Entries from a dataset:
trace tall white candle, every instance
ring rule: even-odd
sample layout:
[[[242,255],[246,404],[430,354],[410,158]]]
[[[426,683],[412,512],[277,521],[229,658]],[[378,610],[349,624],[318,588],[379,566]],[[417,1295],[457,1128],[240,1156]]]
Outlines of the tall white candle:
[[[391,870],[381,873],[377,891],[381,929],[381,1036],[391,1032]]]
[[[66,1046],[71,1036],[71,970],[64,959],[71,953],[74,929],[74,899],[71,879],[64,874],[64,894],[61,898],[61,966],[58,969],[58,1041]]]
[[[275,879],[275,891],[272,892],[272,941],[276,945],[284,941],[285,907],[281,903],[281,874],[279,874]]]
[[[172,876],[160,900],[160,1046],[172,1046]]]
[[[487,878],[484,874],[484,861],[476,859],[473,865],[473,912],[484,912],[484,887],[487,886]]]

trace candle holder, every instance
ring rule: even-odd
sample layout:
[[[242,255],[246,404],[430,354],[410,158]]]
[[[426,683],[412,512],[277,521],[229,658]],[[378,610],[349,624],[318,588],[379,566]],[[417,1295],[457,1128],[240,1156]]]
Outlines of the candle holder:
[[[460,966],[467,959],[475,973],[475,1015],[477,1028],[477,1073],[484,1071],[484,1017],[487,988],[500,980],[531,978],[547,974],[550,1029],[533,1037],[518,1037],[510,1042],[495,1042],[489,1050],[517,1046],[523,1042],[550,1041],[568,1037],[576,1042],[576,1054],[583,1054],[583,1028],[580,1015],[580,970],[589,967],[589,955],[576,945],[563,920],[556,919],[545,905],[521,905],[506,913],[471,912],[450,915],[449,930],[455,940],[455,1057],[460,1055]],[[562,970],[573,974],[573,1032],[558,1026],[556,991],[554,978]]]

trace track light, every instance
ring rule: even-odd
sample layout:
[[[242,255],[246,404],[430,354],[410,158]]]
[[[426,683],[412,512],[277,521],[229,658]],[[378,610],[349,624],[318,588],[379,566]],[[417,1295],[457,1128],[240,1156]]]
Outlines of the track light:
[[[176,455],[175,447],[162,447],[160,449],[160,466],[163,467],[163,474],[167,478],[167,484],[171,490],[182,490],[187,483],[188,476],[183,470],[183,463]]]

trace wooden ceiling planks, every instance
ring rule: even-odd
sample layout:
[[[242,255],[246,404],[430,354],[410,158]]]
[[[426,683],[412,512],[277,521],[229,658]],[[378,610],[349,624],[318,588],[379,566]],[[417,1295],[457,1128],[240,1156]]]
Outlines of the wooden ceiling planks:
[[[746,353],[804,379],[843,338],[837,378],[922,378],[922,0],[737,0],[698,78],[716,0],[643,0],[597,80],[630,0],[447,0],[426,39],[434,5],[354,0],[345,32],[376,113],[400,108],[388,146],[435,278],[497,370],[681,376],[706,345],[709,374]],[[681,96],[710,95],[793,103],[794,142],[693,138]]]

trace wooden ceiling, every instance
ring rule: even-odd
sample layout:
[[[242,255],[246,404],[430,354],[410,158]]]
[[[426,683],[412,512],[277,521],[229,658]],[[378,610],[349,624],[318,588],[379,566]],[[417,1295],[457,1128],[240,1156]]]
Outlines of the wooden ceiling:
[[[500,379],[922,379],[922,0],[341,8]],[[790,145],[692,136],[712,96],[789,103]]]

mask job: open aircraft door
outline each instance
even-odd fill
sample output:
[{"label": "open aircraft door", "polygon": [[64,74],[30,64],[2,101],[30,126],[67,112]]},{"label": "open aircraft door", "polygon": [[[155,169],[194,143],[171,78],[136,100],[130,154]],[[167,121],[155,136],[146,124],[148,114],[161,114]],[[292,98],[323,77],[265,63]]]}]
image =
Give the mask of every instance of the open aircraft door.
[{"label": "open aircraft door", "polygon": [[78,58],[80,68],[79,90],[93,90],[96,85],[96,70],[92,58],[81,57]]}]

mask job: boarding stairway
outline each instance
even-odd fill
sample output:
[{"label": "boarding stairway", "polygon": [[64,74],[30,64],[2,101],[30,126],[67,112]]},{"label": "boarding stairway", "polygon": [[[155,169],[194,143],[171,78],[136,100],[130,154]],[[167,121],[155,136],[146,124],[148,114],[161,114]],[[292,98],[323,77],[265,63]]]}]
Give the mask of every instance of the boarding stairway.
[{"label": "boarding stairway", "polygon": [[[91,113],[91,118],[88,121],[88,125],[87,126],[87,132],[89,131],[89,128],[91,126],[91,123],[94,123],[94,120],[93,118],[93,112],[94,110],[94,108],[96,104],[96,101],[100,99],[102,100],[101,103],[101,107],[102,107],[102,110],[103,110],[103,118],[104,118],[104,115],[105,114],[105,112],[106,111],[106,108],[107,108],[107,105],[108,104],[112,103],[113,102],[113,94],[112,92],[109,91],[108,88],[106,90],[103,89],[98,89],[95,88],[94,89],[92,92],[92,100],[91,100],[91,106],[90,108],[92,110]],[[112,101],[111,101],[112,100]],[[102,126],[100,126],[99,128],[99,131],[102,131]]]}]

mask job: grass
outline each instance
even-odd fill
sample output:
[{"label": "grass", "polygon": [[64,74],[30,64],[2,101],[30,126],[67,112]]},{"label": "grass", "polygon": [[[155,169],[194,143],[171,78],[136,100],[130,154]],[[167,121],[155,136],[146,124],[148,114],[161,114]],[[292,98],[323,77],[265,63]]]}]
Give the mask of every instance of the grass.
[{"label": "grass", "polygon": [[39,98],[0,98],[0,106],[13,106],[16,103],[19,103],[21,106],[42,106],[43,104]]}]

◆ THE TASK ◆
Can you print the material above again, line for line with nothing changed?

◆ FINAL RESULT ◆
trace tall white candle, every instance
ring rule: even-odd
sample layout:
[[[242,255],[246,404],[430,354],[410,158]]]
[[[426,683],[412,512],[277,521],[229,658]],[[378,610],[349,624],[318,588],[379,566]],[[417,1295],[457,1128],[240,1156]]]
Outlines of the tall white candle:
[[[391,870],[381,873],[377,891],[381,929],[381,1036],[391,1032]]]
[[[66,1046],[71,1036],[71,970],[64,959],[71,953],[74,929],[74,899],[71,879],[64,874],[64,894],[61,898],[61,966],[58,969],[58,1041]]]
[[[275,879],[275,891],[272,892],[272,941],[276,945],[284,941],[285,907],[281,903],[281,874],[279,874]]]
[[[172,876],[160,900],[160,1046],[172,1046]]]
[[[487,878],[484,874],[484,861],[476,859],[473,865],[473,912],[484,912],[484,887],[487,886]]]

trace candle holder, every instance
ring rule: even-odd
sample layout:
[[[242,255],[246,404],[430,354],[410,158]]]
[[[426,683],[412,512],[277,521],[229,658]],[[378,610],[349,624],[318,588],[379,566]],[[417,1295],[457,1128],[240,1156]]]
Outlines of the candle holder:
[[[460,966],[467,959],[475,973],[475,1015],[477,1028],[477,1073],[484,1071],[484,1017],[487,988],[500,980],[531,978],[547,974],[550,1029],[533,1037],[518,1037],[510,1042],[495,1042],[489,1050],[517,1046],[523,1042],[550,1041],[568,1037],[576,1042],[576,1054],[583,1054],[583,1028],[580,1015],[580,970],[589,967],[589,955],[576,945],[563,920],[556,919],[545,905],[521,905],[506,913],[471,912],[450,915],[449,930],[455,940],[455,1057],[460,1055]],[[562,970],[573,974],[573,1032],[558,1026],[556,991],[554,978]]]

trace track light, every instance
ring rule: even-odd
sample layout:
[[[242,255],[246,404],[430,354],[410,158]]]
[[[426,683],[412,512],[277,521],[229,658]],[[378,610],[349,624],[318,588],[379,566]],[[417,1295],[457,1128],[240,1156]]]
Outlines of the track light:
[[[176,455],[175,447],[162,447],[160,449],[160,466],[163,467],[163,474],[167,478],[167,484],[171,490],[182,490],[187,483],[188,476],[183,470],[183,463]]]

trace wooden ceiling planks, every instance
ring rule: even-odd
sample layout:
[[[242,255],[246,404],[430,354],[410,158]]]
[[[426,683],[412,512],[277,521],[229,658]],[[378,610],[349,624],[318,588],[379,566]],[[417,1295],[457,1128],[240,1156]]]
Outlines of the wooden ceiling planks:
[[[746,353],[804,379],[843,338],[837,378],[922,378],[922,0],[737,0],[698,78],[716,0],[643,0],[597,80],[630,0],[447,0],[426,39],[434,5],[354,0],[345,32],[376,113],[400,108],[388,146],[435,278],[497,370],[681,376],[706,345],[709,374]],[[681,96],[710,95],[793,103],[794,142],[693,138]]]

trace wooden ceiling, every instance
ring rule: even-odd
sample layout:
[[[242,255],[246,404],[430,354],[410,158]]]
[[[426,683],[412,512],[277,521],[229,658]],[[378,610],[349,624],[318,588],[379,566]],[[417,1295],[457,1128],[240,1156]]]
Outlines of the wooden ceiling:
[[[500,379],[922,379],[922,0],[341,8]],[[790,145],[692,136],[712,96],[789,103]]]

mask job: open aircraft door
outline each instance
even-odd fill
sample output:
[{"label": "open aircraft door", "polygon": [[64,74],[30,64],[2,101],[30,126],[67,112]]},{"label": "open aircraft door", "polygon": [[[155,169],[194,143],[171,78],[136,100],[130,154]],[[167,121],[155,136],[146,124],[148,114],[161,114]],[[292,98],[323,77],[265,63]]]}]
image =
Give the mask of every instance of the open aircraft door.
[{"label": "open aircraft door", "polygon": [[78,58],[80,68],[79,90],[93,90],[96,85],[96,70],[92,58],[81,57]]}]

mask job: boarding stairway
outline each instance
even-odd fill
sample output:
[{"label": "boarding stairway", "polygon": [[64,74],[30,64],[2,101],[30,126],[67,112]]},{"label": "boarding stairway", "polygon": [[[155,169],[194,143],[171,78],[136,100],[130,154]],[[167,121],[155,136],[146,124],[148,114],[161,114]],[[292,98],[323,77],[265,63]]]}]
Give the mask of every instance of the boarding stairway.
[{"label": "boarding stairway", "polygon": [[[91,113],[91,118],[88,121],[88,125],[87,126],[87,132],[89,131],[89,128],[91,126],[91,123],[94,123],[94,120],[93,118],[93,112],[94,110],[94,108],[96,104],[96,101],[100,99],[102,100],[101,103],[101,107],[102,107],[102,110],[103,110],[103,118],[104,118],[104,115],[105,114],[105,112],[106,111],[106,108],[107,108],[107,105],[108,104],[112,103],[113,102],[113,94],[112,92],[109,91],[108,88],[106,90],[103,89],[98,89],[95,88],[94,89],[92,92],[92,100],[91,100],[91,106],[90,108],[92,110]],[[112,101],[111,101],[112,100]],[[102,126],[100,126],[99,128],[99,131],[102,131]]]}]

mask job: grass
outline each instance
even-odd fill
sample output:
[{"label": "grass", "polygon": [[64,74],[30,64],[2,101],[30,126],[67,112]]},{"label": "grass", "polygon": [[[155,169],[194,143],[171,78],[136,100],[130,154]],[[167,121],[155,136],[146,124],[148,114],[161,114]],[[292,98],[323,77],[265,63]]]}]
Give the mask of every instance of the grass.
[{"label": "grass", "polygon": [[39,98],[0,98],[0,106],[13,106],[16,103],[19,103],[21,106],[42,106],[43,104]]}]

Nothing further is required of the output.